# Set exercise
The line containing "TARGET: bread crust" marks the start; return it and every line after it in the listing below, exactly, through the last.

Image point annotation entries
──────
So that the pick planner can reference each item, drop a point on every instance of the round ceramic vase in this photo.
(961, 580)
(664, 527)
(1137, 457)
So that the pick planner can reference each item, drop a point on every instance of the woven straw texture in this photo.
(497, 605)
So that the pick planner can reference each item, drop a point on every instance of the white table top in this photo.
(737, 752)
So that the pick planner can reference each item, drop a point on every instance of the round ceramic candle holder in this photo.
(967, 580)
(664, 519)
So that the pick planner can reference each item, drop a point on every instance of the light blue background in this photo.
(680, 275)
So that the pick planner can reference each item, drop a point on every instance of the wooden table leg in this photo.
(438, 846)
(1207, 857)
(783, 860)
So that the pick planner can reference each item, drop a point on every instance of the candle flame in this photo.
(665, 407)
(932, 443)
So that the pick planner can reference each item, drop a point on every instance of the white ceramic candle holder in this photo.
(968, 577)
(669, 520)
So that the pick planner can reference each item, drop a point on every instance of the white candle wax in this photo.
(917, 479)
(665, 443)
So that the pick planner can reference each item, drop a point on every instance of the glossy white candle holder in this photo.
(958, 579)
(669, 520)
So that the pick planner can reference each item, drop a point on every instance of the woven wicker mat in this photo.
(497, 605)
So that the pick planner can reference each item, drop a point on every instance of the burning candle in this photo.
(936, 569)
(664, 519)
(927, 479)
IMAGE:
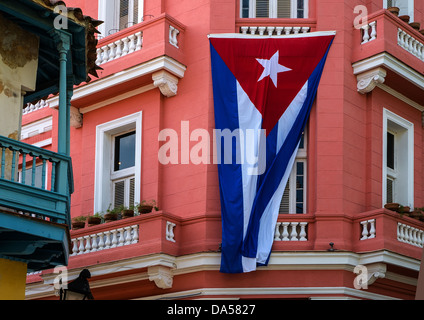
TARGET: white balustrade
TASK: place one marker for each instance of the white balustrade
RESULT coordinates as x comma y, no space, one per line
369,32
410,235
34,107
368,229
173,34
120,48
170,231
410,44
273,31
105,240
291,231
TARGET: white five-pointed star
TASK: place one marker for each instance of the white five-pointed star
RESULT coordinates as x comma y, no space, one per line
272,68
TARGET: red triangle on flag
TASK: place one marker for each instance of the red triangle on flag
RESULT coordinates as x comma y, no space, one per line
290,63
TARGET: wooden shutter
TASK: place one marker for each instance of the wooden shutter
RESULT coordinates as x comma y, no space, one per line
285,201
131,200
119,193
262,8
284,9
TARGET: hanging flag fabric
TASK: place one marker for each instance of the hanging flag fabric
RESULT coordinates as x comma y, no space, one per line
263,89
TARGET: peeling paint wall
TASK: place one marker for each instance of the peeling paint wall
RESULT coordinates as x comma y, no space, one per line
18,74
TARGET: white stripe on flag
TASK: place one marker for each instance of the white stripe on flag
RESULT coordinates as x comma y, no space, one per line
270,215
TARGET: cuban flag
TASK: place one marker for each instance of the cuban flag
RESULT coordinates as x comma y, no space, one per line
264,86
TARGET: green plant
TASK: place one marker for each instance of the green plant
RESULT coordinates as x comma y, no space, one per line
79,219
98,215
151,203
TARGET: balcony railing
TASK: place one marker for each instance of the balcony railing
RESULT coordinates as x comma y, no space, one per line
160,36
35,181
274,27
384,32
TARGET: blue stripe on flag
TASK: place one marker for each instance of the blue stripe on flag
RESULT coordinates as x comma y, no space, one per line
230,177
274,173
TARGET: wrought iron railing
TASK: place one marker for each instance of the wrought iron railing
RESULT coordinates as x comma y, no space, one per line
35,181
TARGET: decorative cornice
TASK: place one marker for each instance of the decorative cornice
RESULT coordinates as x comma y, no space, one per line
368,80
162,276
166,82
76,118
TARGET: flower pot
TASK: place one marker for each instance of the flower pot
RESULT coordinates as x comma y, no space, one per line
127,214
94,220
392,206
145,208
78,225
111,217
394,10
404,19
415,25
404,209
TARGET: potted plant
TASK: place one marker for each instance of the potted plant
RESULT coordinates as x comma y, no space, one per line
127,212
392,206
78,222
417,214
112,214
415,25
394,10
404,18
146,206
94,219
404,210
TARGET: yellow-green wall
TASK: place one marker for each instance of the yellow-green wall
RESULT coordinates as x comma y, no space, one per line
12,280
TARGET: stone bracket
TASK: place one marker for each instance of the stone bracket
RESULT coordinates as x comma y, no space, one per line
162,276
367,81
166,82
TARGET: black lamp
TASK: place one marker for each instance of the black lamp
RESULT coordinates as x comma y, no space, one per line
79,289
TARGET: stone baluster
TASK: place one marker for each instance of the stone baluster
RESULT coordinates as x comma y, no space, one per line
277,233
293,233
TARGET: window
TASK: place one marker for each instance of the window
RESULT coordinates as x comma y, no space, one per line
406,7
119,14
274,8
123,169
35,178
294,197
398,160
118,163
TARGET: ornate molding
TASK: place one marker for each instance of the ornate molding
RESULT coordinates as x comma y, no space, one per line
368,274
162,276
166,82
367,81
76,118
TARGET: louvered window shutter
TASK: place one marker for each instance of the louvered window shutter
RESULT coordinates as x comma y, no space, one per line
262,8
389,190
119,193
285,201
283,8
403,6
131,200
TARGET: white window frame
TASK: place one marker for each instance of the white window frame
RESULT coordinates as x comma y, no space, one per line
410,12
103,184
300,157
273,9
111,16
403,174
124,175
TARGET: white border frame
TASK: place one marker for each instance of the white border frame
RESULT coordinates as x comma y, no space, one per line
108,16
411,8
272,9
102,180
409,127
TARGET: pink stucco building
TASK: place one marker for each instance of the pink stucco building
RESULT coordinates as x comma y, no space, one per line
363,148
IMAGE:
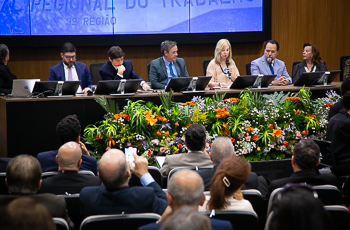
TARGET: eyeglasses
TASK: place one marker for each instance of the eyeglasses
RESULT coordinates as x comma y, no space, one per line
70,57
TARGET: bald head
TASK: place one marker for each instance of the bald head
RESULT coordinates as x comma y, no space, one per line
186,188
113,169
69,156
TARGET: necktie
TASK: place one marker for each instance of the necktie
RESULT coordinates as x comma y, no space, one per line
70,77
171,70
271,68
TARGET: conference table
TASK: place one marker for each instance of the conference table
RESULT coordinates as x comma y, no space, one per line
28,125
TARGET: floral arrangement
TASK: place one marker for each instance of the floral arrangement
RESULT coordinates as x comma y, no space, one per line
260,126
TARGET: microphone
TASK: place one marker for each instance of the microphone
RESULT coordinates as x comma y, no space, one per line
228,73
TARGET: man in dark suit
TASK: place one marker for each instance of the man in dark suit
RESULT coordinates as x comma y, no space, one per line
186,189
166,67
71,70
115,196
23,178
68,129
306,156
195,141
220,149
68,180
116,68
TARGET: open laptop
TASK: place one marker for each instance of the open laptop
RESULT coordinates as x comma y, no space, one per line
23,87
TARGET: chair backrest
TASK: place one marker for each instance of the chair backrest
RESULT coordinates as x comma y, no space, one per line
155,173
95,72
247,68
344,67
61,224
205,64
340,216
123,221
240,220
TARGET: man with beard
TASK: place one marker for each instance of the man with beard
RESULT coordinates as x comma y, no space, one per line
71,70
268,64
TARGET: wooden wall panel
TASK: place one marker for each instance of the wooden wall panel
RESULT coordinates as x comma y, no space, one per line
325,23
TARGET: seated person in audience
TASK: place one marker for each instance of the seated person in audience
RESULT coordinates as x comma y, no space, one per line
166,67
25,213
306,157
68,129
225,189
116,68
312,62
297,208
23,178
68,180
269,64
71,70
195,141
222,68
185,189
338,133
337,107
6,76
115,196
222,148
187,218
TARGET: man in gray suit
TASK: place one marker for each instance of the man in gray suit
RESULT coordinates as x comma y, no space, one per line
268,64
166,67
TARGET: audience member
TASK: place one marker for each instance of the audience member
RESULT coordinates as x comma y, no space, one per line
195,141
186,218
222,68
225,189
116,68
68,180
6,76
166,67
25,213
269,64
70,69
338,133
68,129
306,156
115,196
312,62
23,178
186,189
296,208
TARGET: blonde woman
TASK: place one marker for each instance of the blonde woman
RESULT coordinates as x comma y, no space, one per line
222,68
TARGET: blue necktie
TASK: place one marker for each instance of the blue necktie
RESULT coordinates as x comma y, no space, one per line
271,68
171,70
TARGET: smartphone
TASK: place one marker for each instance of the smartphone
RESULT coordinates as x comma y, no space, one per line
129,153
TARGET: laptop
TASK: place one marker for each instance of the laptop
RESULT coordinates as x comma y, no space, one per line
23,87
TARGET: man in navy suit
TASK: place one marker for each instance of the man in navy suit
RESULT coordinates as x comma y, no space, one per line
268,64
185,189
115,196
116,68
166,67
71,70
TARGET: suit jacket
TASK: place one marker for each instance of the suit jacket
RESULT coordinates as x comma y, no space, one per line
308,176
183,160
207,175
56,73
108,72
97,200
6,79
261,66
215,225
158,75
67,181
48,162
299,69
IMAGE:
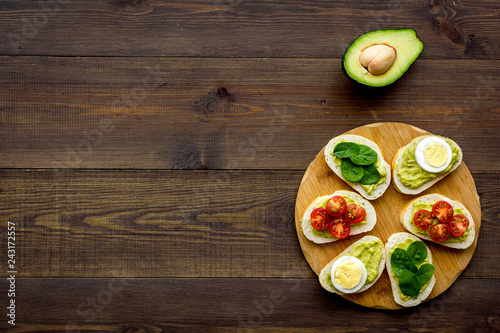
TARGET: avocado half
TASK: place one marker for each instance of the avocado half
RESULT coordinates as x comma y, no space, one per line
404,41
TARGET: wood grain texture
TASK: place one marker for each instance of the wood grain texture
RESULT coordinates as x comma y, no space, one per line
239,28
193,113
262,305
127,223
320,180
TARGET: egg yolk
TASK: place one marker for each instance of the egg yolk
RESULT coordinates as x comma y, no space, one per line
435,155
348,275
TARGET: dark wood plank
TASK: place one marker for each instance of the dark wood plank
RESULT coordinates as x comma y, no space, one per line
238,28
242,305
97,223
178,113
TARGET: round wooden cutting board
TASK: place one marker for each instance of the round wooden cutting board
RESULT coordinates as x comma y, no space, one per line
320,180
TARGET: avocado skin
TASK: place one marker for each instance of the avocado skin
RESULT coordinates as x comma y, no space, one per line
354,42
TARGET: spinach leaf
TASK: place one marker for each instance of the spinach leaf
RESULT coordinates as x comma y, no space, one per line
400,261
351,172
346,149
425,273
365,156
418,252
409,284
371,175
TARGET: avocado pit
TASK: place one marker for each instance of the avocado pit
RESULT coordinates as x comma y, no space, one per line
378,58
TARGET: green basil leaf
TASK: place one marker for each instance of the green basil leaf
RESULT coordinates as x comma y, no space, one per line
409,284
371,175
351,172
425,273
400,261
365,156
418,252
346,149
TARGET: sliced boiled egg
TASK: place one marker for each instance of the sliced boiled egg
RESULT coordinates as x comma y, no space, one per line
433,154
348,274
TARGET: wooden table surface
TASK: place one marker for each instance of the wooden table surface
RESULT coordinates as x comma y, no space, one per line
152,152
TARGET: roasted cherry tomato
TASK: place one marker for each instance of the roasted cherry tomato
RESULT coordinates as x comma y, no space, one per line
336,206
440,232
458,225
423,219
320,219
443,211
340,228
355,213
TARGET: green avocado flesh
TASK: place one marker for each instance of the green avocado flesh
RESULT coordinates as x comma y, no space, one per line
405,245
428,206
406,43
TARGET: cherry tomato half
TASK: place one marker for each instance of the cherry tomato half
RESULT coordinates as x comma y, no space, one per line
440,232
423,219
443,211
336,206
355,213
340,228
320,219
458,225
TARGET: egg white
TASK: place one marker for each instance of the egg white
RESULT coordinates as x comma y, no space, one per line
420,150
361,267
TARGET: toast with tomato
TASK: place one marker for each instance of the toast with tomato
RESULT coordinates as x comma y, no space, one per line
410,267
371,243
337,216
360,163
414,167
439,219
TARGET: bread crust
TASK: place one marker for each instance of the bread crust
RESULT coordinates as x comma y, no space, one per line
406,215
393,240
398,159
329,158
324,272
371,216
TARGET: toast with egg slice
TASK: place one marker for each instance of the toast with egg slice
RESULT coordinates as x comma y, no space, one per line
392,242
406,216
367,225
325,274
330,160
398,160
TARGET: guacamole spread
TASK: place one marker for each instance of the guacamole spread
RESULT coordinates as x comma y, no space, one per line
381,170
428,206
370,254
326,233
405,246
410,173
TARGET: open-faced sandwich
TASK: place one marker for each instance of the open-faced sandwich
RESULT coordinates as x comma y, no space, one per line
──────
# Written answer
TARGET: bread crust
TASK: place one marker for each instance of the bread crust
RESULT coordinates as x comma y, no space, one per line
406,215
393,240
398,159
329,158
324,272
371,216
TARGET: toast with egg slice
TASK: place one marker for each instance of the toast with egg slice
RESULT coordinates as x comma y, no space, one per line
392,242
406,216
367,225
325,274
330,160
398,160
TARGET: guacamole spread
TASK: place one marker for each instance of the guacamole spread
RESULT coordinates as x comma y, no space, one per line
381,170
428,206
370,254
326,233
405,246
410,173
TARGET: open-faced sandwich
TASK: place one marker for each instance of the open-faced sandwich
RESULT coordinates as x comma y, no space, one per line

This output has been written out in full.